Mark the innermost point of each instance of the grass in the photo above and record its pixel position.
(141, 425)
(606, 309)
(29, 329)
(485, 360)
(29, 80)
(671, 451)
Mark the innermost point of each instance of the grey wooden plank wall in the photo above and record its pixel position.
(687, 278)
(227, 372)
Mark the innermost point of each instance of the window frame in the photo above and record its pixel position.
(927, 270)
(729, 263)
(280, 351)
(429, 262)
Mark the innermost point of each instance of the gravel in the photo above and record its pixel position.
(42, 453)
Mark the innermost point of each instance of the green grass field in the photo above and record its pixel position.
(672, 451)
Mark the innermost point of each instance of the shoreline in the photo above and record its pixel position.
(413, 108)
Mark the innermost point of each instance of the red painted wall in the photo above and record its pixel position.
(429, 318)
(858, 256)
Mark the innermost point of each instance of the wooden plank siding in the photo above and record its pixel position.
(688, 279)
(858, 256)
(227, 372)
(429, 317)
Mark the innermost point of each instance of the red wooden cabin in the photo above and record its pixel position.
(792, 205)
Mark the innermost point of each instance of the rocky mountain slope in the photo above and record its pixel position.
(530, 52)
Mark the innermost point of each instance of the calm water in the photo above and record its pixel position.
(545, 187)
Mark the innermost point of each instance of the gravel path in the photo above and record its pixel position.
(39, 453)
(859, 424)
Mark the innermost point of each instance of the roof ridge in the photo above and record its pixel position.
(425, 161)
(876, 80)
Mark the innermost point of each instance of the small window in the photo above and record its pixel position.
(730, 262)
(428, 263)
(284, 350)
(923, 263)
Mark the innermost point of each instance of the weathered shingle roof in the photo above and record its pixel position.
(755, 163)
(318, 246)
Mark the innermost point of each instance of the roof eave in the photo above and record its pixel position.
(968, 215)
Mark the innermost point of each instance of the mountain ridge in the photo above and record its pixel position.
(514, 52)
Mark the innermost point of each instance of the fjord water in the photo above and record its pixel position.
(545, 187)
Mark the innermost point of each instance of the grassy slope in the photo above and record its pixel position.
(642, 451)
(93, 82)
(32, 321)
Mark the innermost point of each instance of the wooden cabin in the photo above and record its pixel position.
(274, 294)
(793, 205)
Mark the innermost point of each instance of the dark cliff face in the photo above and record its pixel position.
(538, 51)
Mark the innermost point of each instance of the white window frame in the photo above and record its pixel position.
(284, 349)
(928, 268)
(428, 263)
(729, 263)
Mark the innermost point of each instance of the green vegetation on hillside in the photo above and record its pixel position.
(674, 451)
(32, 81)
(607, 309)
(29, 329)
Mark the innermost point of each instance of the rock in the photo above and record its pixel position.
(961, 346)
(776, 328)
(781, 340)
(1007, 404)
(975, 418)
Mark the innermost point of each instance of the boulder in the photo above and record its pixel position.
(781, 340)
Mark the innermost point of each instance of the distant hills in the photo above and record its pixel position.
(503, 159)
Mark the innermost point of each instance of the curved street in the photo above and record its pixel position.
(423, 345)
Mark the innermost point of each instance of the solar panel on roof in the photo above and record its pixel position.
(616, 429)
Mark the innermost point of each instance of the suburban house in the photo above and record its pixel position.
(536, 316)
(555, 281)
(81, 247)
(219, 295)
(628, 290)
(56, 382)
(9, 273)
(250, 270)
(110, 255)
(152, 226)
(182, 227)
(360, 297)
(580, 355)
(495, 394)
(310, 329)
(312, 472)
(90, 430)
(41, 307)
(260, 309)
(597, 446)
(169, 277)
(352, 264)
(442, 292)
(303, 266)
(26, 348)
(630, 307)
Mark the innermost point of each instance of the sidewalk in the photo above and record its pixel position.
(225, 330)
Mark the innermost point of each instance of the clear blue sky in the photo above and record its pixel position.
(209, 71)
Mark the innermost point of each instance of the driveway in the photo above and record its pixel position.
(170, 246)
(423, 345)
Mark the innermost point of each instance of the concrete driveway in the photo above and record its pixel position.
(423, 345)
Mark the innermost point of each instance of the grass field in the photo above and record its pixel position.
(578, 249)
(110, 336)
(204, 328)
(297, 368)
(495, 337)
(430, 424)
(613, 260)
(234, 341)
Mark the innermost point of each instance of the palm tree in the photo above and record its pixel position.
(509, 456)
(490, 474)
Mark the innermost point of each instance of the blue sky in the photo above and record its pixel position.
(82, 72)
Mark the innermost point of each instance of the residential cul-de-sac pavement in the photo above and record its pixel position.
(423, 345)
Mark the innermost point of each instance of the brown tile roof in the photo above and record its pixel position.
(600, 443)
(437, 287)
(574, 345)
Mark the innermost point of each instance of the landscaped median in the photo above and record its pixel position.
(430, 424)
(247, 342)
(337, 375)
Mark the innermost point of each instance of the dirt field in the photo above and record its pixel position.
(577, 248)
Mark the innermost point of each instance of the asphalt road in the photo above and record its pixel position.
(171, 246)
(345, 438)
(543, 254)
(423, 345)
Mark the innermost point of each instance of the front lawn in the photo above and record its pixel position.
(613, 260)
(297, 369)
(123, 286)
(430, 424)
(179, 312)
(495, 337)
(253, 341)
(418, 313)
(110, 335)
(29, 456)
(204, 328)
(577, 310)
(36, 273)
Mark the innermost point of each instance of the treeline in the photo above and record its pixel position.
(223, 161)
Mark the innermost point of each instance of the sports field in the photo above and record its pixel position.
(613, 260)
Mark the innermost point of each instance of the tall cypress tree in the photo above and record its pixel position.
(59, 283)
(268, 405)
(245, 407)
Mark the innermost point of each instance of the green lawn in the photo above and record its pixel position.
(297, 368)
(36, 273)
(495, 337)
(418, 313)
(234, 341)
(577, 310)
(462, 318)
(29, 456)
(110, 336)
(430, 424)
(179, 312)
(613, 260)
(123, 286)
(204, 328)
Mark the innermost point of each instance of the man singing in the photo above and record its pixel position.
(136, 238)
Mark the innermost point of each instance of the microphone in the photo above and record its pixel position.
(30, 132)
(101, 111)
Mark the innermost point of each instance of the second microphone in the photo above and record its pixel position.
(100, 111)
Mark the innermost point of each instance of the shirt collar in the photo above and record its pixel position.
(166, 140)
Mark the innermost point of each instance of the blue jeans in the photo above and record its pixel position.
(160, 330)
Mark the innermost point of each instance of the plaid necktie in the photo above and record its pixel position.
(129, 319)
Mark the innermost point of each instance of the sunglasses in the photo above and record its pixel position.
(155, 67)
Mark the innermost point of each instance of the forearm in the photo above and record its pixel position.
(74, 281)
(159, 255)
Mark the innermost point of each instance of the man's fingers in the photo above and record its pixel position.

## EXERCISE
Retype all of the entries shown above, exactly.

## PROBLEM SOLUTION
Mark the innermost point of each instance of the grass in the photo above and record its pixel position.
(141, 425)
(606, 309)
(29, 329)
(485, 360)
(29, 80)
(671, 451)
Mark the innermost point of each instance of the grey wooden plank wall in the photo above and record its pixel position.
(687, 278)
(227, 372)
Mark the innermost point of each instance of the window frame in the photo above and record its pixel position.
(927, 270)
(729, 263)
(280, 351)
(429, 262)
Mark the innermost point of each instance of the gravel in the photo above and record its pixel position.
(42, 453)
Mark the innermost point of each instance of the green grass field in the photo above and record its pixel position.
(672, 451)
Mark the innermost point of each instance of the shoreline in the photo above and record its pixel position.
(413, 108)
Mark the innermost point of each instance of the red painted wall in the photo above and record its pixel position.
(429, 318)
(858, 256)
Mark the innermost point of each instance of the wooden plank siding in the photo above and record its pixel position.
(688, 279)
(858, 256)
(227, 372)
(429, 317)
Mark the innermost point of each instance of the red wooden cabin in the photo above and record its pixel position.
(792, 205)
Mark the innermost point of each instance of the rocky mountain slope in the photo above and record its pixel position.
(530, 52)
Mark the innermost point of each instance of the calm water in the photo above and record its pixel position.
(545, 187)
Mark the innermost point of each instance of the gravel path in the photo above and record its pixel position.
(39, 453)
(859, 424)
Mark the innermost point of each instance of the roof ridge in the photo above and record its pixel position.
(425, 161)
(876, 80)
Mark the innermost point of each instance of the small window in the photo above and record its pixel position.
(730, 262)
(428, 263)
(284, 350)
(923, 263)
Mark the innermost point of each instance of the weathered shingle roof in the photo above and record its pixel position.
(755, 163)
(318, 246)
Mark the innermost point of each instance of the roof eave in the photo above and record its pixel position.
(968, 215)
Mark the innermost point of each instance of the mountain ridge in the photo above and record its pixel position.
(514, 52)
Mark the innermost point of each instance of the fjord water in the photo above and record its pixel position.
(545, 187)
Mark the innermost point of each instance of the grassy slope in the photo above and record its pixel position.
(642, 451)
(93, 82)
(32, 321)
Mark the innermost point of each instance of the wooden cabin in the photo above and record its pixel position.
(274, 294)
(793, 205)
Mark the innermost point of each instance of the dark cliff face in the photo above and record its pixel position.
(538, 51)
Mark the innermost point of each instance of the white window frame in the photo above and record its pixel position.
(284, 349)
(928, 268)
(428, 263)
(729, 263)
Mark the innermost point of each instance of the green vegetation on hillside in the photo above and record its pixel position.
(674, 451)
(32, 81)
(607, 309)
(29, 329)
Mark the innermost point of each instance of the rock in the photo above and record its pixel position.
(961, 346)
(776, 328)
(781, 340)
(1007, 404)
(975, 418)
Mark the innermost point of each instance of the boulder in the photo above and record its pixel position.
(781, 340)
Mark the innermost point of each instance of the distant hills in the photo above and record its pixel position.
(503, 159)
Mark the innermost point of each instance of the curved street in the photo above and record its pixel position.
(423, 345)
Mark the innermost point of each instance of the solar panel on roof in the photo above and record its pixel position.
(616, 429)
Mark the innermost point of each instance of the suburban house in the photo above and record its pixel position.
(536, 316)
(555, 281)
(81, 247)
(219, 295)
(628, 290)
(56, 382)
(9, 273)
(250, 270)
(110, 255)
(152, 226)
(182, 227)
(360, 297)
(580, 355)
(495, 394)
(310, 329)
(312, 472)
(90, 430)
(41, 307)
(260, 309)
(597, 446)
(169, 277)
(352, 264)
(442, 292)
(303, 266)
(26, 348)
(630, 307)
Mark the innermost point of each instance of the sidewalk in the photo above and record its pixel position.
(225, 330)
Mark the innermost point of each instance of the clear blue sky in the photo above and record its pixel position.
(209, 71)
Mark the innermost point of each instance of the driveway in the photo above and record its pixel position.
(170, 246)
(423, 345)
Mark the innermost point of each instance of the concrete driveway in the photo above and record its pixel position.
(423, 345)
Mark the innermost point of each instance of the grass field in the photo above and record its pixel position.
(578, 249)
(110, 336)
(204, 328)
(297, 368)
(495, 337)
(430, 424)
(613, 260)
(234, 341)
Mark the innermost point of each instance of the palm tree in the photo above and record its pixel position.
(509, 456)
(490, 474)
Mark the innermost point of each instance of the blue sky in the photo above and record its pixel position.
(82, 72)
Mark the innermost point of each instance of the residential cul-de-sac pavement in the photo above and record its pixel position.
(423, 345)
Mark the innermost point of each instance of the brown tile roof in the photo above and record its pixel position.
(600, 443)
(437, 287)
(574, 345)
Mark the innermost point of each instance of the landscaped median in the photo above and record its pixel position.
(430, 424)
(247, 342)
(337, 375)
Mark the innermost point of each instance of the dirt field in the photo above and record its pixel position.
(577, 248)
Mark the innermost point of each instance of the asphalt road in the photo above and record its pixel position.
(171, 246)
(345, 438)
(543, 254)
(423, 345)
Mark the innermost point of each instance of the front lawn in the photo above and record its pixel position.
(613, 260)
(297, 369)
(123, 286)
(430, 424)
(179, 312)
(495, 337)
(253, 341)
(418, 313)
(110, 335)
(29, 456)
(204, 328)
(577, 310)
(36, 273)
Mark the innermost point of each instance of the treeline in the photo above and record its pixel position.
(223, 161)
Mark the innermost point of each instance of the sports field in the photo above and record its pixel position.
(613, 260)
Mark the innermost point of each instance of the tall cypress tree in the photo above and record its pixel position.
(59, 283)
(268, 405)
(245, 407)
Mark the innermost point of each instance of the green lawn in the photo above and record its pixel position.
(297, 368)
(36, 273)
(495, 337)
(418, 313)
(234, 341)
(577, 310)
(462, 318)
(29, 456)
(110, 336)
(430, 424)
(179, 312)
(613, 260)
(123, 286)
(204, 328)
Mark the innermost point of each instance of the man singing in the photo above and record its pixel position.
(136, 238)
Mark the innermost point of each instance of the microphone in the photo above and record its pixel position.
(30, 132)
(101, 111)
Mark the innermost point of each instance of the second microphone in the photo above and record its pixel position.
(100, 111)
Mark the innermost point of each instance of the shirt collar in the photo above and record its pixel position.
(166, 140)
Mark the innermost point of each instance of the blue jeans in the photo above and record its pixel position.
(160, 330)
Mark the innermost point of each instance of the plaid necktie in the photo above and record its pixel position.
(129, 319)
Mark the innermost point of each instance of the sunglasses in the photo above and record its pixel position.
(155, 67)
Mark the innermost point of each instance of the forearm in the photo above and record its pixel position.
(74, 281)
(159, 255)
Mark the innermost point of each instance of the man's fingers in the photo above and record its pixel position.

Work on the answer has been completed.